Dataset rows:
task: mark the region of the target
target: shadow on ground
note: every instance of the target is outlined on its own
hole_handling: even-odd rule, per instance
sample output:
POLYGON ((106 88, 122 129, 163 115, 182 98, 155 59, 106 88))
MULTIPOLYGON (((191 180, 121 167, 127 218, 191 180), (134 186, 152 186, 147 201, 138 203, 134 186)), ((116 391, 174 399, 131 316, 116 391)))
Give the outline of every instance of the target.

WHAT THE TASK ASKS :: Copy the data above line for line, without changing anything.

ANSWER BELOW ::
task: mark the region of the target
target: shadow on ground
note: every instance of the target is outlined on its own
hole_handling: even-odd rule, per instance
sample output:
POLYGON ((106 88, 122 129, 163 115, 182 98, 155 59, 106 88))
MULTIPOLYGON (((191 180, 121 167, 127 218, 191 180), (134 186, 152 186, 147 201, 138 203, 134 186)), ((116 391, 174 399, 131 316, 116 391)))
Give the outline of every instance of the target.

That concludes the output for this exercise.